Henri Swerts (1888-1979), de knaphandige bonpapa. Ontdek hier zijn verhaal.
Colette Swerts, de schoonmoeder van Godfried Van Kerckhoven is herkomstig uit de Noord-Limburgse gemeente Heppen, later deelgemeente van het huidige Leopoldsburg. Haar vader, Henri wordt op 17 november 1888 in Koersel geboren als zoon van Petrus Swerts (1850-1891) en Maria Vanherle (1848-1934).

Met hulp van een hondenkar verkoopt Henri Swerts aan de militairen van ’t Kamp.
De knappe hunk start zijn loopbaan als kooivechter in Luik. Die van Swerts zijn messentrekkers, vechtersbazen. Henri kan nauwelijks schrijven maar tellen is zijn sterkte. Met zijn hondenkar trekt hij rond Leopoldsburg en verkoopt gestadig aan de militairen van ’t Kamp. Ten tijde van de grote manoeuvers bivakkeren in ‘Bourg-Léopold’ tot 140.000 manschappen. Als soldaat wordt hij door zijn gestalte geselecteerd deel uit te maken van de Koninklijke paleiswacht in Brussel. Door de eentonigheid in het paleis besluit Henri een een uiltje te vangen. Paleiswachter Henri zet zijn berenmuts af en legt zich in ‘un fauteuil royal doré feuille d’or’ maar wordt betrapt door het prinsesje Marie-José die hem uitsnauwt. Gedurende WO I wordt Henri opgeroepen om strijd te leveren maar hij verschuilt zich. Hij timmert een houten kist, steekt die onder het hooi, en kruipt daarin wanneer er naar hem gezocht wordt. Zo kan hij blijven werken.
Jonge Henri woont aan het *Kanaal van Beverlo. Daar zwoegt hij als losser van binnenvaartschepen. Henri lost 70kg wegende zakken steenkolen en granen van kanaalschepen. Tussen dat kanaal en zijn woonst ziet hij treinen met wagons gevuld met kolen komende van Antwerpen vertragen, om even verder op halt te houden in het station van ’t Kamp. Onze geslepen gast werpt het op een akkoord met een machinist om de treinen vlak voor zijn boerderij telkens even te laten stoppen. Henri die de treinen opwacht, trekt snel een wagon open en laat het ‘zwarte goud’ er uit daveren. Er liggen boomtakken, hooi en bladeren klaar klaar om snel de stapel kolen te verbergen. Zo start hij een eigen zaak van steenkool, zaaigoed en graanhandel aan het Kanaal van Beverlo. Jaren later in het tijdschrift ‘Ons Bestaan’: “De tijd dat schipper Vanherck-Possemiers 250 ton steenkolen naar Leopoldsburg bracht voor handelaar Henri Swerts blijft een duurbare herinnering.” – “Ons bestaan, Leopoldburg families”

-- -- --

TAKEN EN OEFENINGEN:
[a] Waar en wanneer werd Henri Swerts volgens de tekst over Henri Swerts geboren?
[b] Schrijf alsjeblieft een vervolg op de tekst over Henri Swerts, aansluitend op de laatste zin.

RIJEN:
-- -- --

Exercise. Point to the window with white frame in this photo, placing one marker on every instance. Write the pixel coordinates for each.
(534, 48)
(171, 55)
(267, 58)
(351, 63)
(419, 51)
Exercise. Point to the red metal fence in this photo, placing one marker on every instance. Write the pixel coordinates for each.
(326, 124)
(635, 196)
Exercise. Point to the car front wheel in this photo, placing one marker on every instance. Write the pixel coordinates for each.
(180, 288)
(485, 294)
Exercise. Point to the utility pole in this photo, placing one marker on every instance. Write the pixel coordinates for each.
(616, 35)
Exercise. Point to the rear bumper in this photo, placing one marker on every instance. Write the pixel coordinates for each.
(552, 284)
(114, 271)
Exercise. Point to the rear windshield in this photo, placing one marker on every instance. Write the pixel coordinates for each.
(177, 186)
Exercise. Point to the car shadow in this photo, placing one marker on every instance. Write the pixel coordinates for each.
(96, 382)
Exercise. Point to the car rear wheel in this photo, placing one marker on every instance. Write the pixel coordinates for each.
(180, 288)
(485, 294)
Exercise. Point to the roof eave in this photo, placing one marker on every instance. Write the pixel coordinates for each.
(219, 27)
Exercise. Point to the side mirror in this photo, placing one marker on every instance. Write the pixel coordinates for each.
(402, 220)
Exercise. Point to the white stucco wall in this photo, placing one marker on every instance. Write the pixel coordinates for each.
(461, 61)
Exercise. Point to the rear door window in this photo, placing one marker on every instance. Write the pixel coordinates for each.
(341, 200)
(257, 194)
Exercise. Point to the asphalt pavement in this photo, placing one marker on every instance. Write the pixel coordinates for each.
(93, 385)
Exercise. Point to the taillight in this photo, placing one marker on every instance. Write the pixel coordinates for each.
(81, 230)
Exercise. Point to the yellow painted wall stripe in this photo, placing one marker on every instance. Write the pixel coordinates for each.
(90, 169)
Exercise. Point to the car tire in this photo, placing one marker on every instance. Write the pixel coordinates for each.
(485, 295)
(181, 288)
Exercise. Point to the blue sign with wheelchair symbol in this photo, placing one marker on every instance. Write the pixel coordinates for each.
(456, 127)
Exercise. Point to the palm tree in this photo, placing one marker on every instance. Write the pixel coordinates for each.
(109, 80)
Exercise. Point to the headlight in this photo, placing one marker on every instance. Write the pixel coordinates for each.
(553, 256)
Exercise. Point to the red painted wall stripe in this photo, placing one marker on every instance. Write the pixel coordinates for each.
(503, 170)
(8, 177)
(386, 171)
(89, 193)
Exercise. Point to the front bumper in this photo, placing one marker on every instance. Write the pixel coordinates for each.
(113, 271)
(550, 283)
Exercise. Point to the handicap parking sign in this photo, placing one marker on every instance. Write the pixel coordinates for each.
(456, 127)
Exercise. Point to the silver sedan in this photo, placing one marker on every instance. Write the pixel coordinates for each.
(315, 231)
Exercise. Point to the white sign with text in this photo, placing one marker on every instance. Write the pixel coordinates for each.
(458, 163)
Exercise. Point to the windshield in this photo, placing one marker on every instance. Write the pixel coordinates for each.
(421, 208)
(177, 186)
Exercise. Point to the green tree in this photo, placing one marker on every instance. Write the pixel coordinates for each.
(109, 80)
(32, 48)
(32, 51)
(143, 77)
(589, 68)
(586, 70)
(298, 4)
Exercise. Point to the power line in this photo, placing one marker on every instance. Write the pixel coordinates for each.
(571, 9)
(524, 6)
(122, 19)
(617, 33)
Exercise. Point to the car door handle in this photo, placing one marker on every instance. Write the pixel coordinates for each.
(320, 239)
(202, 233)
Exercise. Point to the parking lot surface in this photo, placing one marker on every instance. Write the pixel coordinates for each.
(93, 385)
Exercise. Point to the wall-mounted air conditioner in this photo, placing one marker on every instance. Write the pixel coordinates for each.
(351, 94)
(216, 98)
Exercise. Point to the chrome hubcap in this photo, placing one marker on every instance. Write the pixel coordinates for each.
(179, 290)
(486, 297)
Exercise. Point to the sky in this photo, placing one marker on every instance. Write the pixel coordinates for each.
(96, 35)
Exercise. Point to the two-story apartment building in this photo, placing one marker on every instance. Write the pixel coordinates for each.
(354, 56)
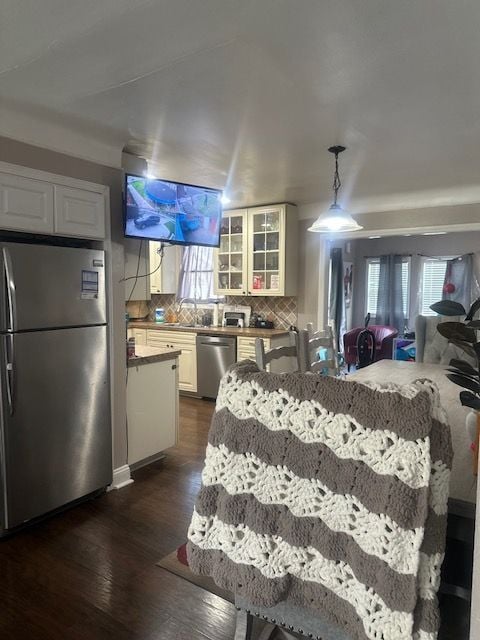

-- -- --

ANTWOORDEN:
[a] Op 17 november 1888 in Koersel.

[b]
*Het kanaal werd destijds doorgetrokken naar Leopoldsburg om de cavalerie aldaar te bevoorraden. Het kanaal is nog altijd open en stopt aldaar. In de ‚kom‘ van het kanaal waar zijn handel vlakbij was gelegen ligt nu een jachthaven.
Tout est bon dans l’cochon

Bourg-Léopold – Camp de Béverlo – le ballon captif – de ballon Leopoldsburg zeppelin (1918)
Met de militaire kazerne sluit Henri Swerts een overeenkomst: Hij mag daar de voedselresten laten ophalen. Achter zijn boerderij laat hij prompt een stal bouwen voor een vijftigtal varkens waaraan hij de voedselresten serveert. “Toen zagen wij een zeppelin voorbij vliegen. Zoiets had nog niemand gezien. De mensen kwamen naar buiten en riepen: “Der hangt e groewet vèrreke in de loecht!” – lacht Colette
Huwelijk van Henri Swerts met Berthilia Maes (1909)

Henricus en Berthilia Swerts Maes (foto: 1909)
Het huwelijk van Henri met Berthilia komt als een totale verrassing. Kort daarop, na een ‘geheime’ zwangerschap verwelkomen Berthilia en Henri hun eerste kindje. Het meisje Colette genaamd is het eerste van zes kinderen.

boven: Theresia Swerts (1883-1917) – Guillaume Maes (…-1942) – Remy Swerts (1875-1957) – Frans Swerts (*vechtersbaas) (1877-1971) – Pierke Put (1881-?) Louis Swerts (noenk van ’t hof)
onder: …. – Berthelia Maes (1890-1942) – Henri Swerts – Josephine Van Herle (1848-1934)
*Wat doet Frans Swerts na een woordenwisseling tussen hem en een onrechtvaardige tegenstrever van zijn familie? De gaffel in handen nemen en de opposant daarmee doorsteken.
Vergeten Leopoldburgse Colette Swerts: “Haar leven leest als een sprookje.”

jonge Colette thuis, met op de achtergrond de spoorweg
Om te leren zwemmen gooit Henri zijn dochter Colette meermaals in het kanaal en met een trekzeel onder haar armen gebonden sjort hij haar door het koude water. Door zijn harde aanpak heeft Colette de rest van haar leven een rillerige schrik van water.
Henri in rep en roer over zijn oudste dochter Colette: wat is er aan de hand?

Het karmelitessen klooster van Leopoldsburg (foto: 2025)
(1922) Priester Edward Poppe verlaat zijn arbeidersparochie Sint-Coletta in Gent om in Leopoldsburg het Karmelietessen klooster op te richten.

de kloosterdeur in Leopoldsburg (foto: 2025)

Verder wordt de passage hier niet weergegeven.